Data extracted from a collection
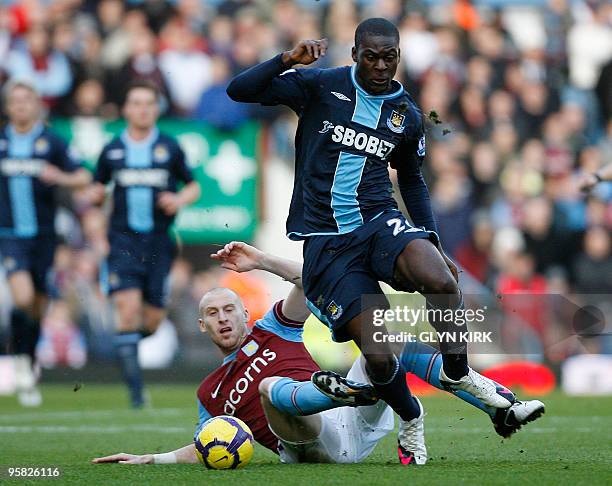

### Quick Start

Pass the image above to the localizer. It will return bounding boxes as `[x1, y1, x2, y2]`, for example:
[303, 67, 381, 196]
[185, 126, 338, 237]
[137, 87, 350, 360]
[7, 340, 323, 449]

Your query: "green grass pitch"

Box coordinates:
[1, 385, 610, 485]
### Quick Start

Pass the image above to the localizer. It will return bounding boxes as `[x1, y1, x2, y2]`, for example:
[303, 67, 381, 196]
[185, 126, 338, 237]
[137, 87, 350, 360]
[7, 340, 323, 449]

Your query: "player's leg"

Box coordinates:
[399, 339, 543, 436]
[142, 305, 165, 336]
[259, 377, 346, 464]
[393, 238, 511, 408]
[105, 231, 149, 408]
[7, 271, 37, 356]
[6, 271, 43, 406]
[259, 377, 322, 443]
[112, 288, 146, 408]
[343, 309, 427, 465]
[302, 235, 425, 464]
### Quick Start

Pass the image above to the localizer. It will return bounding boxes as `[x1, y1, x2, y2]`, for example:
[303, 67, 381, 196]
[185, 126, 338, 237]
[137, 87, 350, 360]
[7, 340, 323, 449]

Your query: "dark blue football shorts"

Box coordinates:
[0, 235, 57, 293]
[102, 231, 176, 309]
[302, 209, 438, 342]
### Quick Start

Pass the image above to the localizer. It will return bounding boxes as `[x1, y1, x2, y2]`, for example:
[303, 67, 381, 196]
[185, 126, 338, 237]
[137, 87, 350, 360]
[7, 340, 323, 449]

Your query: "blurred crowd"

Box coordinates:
[0, 0, 611, 368]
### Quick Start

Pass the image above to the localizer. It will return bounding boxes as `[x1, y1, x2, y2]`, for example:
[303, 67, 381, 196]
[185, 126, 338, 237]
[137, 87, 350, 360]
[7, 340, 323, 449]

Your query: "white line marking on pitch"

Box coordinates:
[0, 425, 191, 434]
[0, 408, 187, 422]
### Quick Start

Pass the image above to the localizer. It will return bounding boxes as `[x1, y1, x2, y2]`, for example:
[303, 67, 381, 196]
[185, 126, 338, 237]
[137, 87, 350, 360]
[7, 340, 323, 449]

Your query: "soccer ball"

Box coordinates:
[194, 416, 254, 469]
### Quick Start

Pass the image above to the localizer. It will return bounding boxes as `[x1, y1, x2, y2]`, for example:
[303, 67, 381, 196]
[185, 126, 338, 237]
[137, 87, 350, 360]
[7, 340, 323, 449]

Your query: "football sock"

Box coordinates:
[366, 355, 420, 421]
[10, 309, 41, 359]
[269, 377, 340, 416]
[114, 332, 144, 408]
[400, 340, 495, 417]
[426, 291, 469, 380]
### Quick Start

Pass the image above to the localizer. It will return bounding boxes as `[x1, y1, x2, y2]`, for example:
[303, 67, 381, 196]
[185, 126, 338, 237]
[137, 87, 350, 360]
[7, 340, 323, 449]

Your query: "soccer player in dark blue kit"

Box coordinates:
[89, 81, 200, 408]
[227, 18, 517, 464]
[0, 80, 91, 407]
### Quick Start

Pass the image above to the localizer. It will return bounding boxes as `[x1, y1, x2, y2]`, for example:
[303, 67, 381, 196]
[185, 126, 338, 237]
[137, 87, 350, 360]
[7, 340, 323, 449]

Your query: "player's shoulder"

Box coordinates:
[156, 132, 184, 154]
[39, 125, 62, 141]
[391, 89, 424, 138]
[318, 65, 351, 80]
[98, 136, 124, 159]
[254, 300, 305, 343]
[156, 131, 179, 146]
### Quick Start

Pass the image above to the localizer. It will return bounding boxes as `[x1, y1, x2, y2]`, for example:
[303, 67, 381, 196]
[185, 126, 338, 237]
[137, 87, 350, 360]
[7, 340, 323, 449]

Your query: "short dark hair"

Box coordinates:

» **WHAT NEEDS TO BE DONE**:
Using the records above, output their complete text exactly, minus any images.

» **RESULT FOR THIS TASK**:
### Quick Start

Pass the image above to the localizer. It will return bounding boxes as `[x1, y1, x2, y2]`, for example:
[303, 67, 381, 196]
[185, 126, 338, 237]
[137, 87, 350, 360]
[7, 340, 323, 449]

Your query: "green grass pitch"

Box coordinates:
[1, 385, 610, 485]
### Quick Start

Pass the image above to the localizer. It will return bounding boxes as `[x1, y1, x2, y2]`, for example:
[303, 67, 381, 196]
[185, 126, 338, 237]
[137, 87, 350, 360]
[7, 340, 323, 449]

Your query: "player's leg"

Box coordinates:
[399, 339, 543, 436]
[142, 305, 165, 336]
[259, 377, 346, 464]
[393, 238, 511, 408]
[105, 231, 149, 408]
[7, 271, 37, 356]
[6, 271, 43, 406]
[259, 377, 322, 443]
[112, 288, 146, 408]
[343, 309, 427, 465]
[302, 235, 425, 464]
### Quick Start

Pass the image above to the localizer. It will return bounding boxes as `[x1, y1, x2, y2]`, for example:
[303, 67, 381, 196]
[185, 126, 338, 237]
[137, 87, 350, 360]
[7, 340, 323, 449]

Your query: "dark blue football shorts"

Box coordinates:
[0, 235, 57, 293]
[102, 231, 176, 309]
[302, 209, 438, 342]
### Quick Start

Pass the image above to the localizer. It will return bounding boxes as `[x1, y1, x2, y2]`, for example:
[303, 67, 381, 196]
[185, 126, 338, 237]
[137, 87, 350, 360]
[7, 340, 323, 449]

Your query: "blurred crowd"

Box coordinates:
[0, 0, 611, 368]
### Quick Start

Pass the image above to the localizer. It will return bounding boxes as `[x1, y1, x2, y2]`, for example:
[303, 67, 381, 196]
[185, 126, 338, 237]
[137, 87, 350, 360]
[7, 340, 323, 449]

Your query: "white line marking on pitch"

Box coordinates:
[0, 425, 191, 434]
[0, 408, 187, 422]
### Quick Start

Pass the image above to the localizer. It will return bounding boxes as `[x1, y1, x2, y2]`, for example:
[303, 67, 381, 196]
[185, 126, 338, 237]
[137, 87, 350, 360]
[7, 340, 323, 449]

Your query: "soccer ball"

Box coordinates:
[194, 416, 254, 469]
### Quick Start

Pass the image above to the localizer. It will return bounding boxes as `[x1, y1, x2, y2]`, for example:
[303, 67, 381, 196]
[185, 126, 338, 237]
[137, 87, 350, 360]
[7, 340, 323, 449]

Your query: "football sock"

Box coordinates:
[366, 355, 420, 421]
[10, 309, 41, 359]
[269, 377, 340, 416]
[114, 332, 144, 408]
[400, 340, 495, 417]
[426, 291, 469, 380]
### Quick Start

Pass the image above to the localizer. It will return bounding boxes as `[x1, y1, x2, y2]`, for example:
[303, 67, 381, 196]
[185, 126, 338, 237]
[137, 87, 350, 360]
[7, 340, 323, 449]

Your query: "soccer player in dark blue kit"

Box coordinates:
[89, 81, 200, 408]
[227, 18, 517, 464]
[0, 80, 91, 407]
### Quick Start

Pass the image above to the localizer. It will return bounding boxes as `[x1, y1, x2, y2]`, for example:
[303, 67, 381, 196]
[185, 126, 338, 237]
[137, 87, 350, 360]
[7, 340, 323, 449]

Your query: "player's shoulder"

Box coordinates:
[156, 132, 184, 154]
[39, 125, 62, 141]
[391, 89, 424, 138]
[318, 65, 351, 80]
[98, 136, 124, 159]
[254, 300, 305, 343]
[156, 131, 179, 146]
### Quick Start

Pass the image above to the localizer. It will return bounding boxes as `[x1, y1, x2, y2]`, for example:
[303, 67, 381, 196]
[185, 126, 338, 237]
[137, 87, 350, 360]
[7, 340, 323, 449]

Your query: "short dark hair"

Box coordinates:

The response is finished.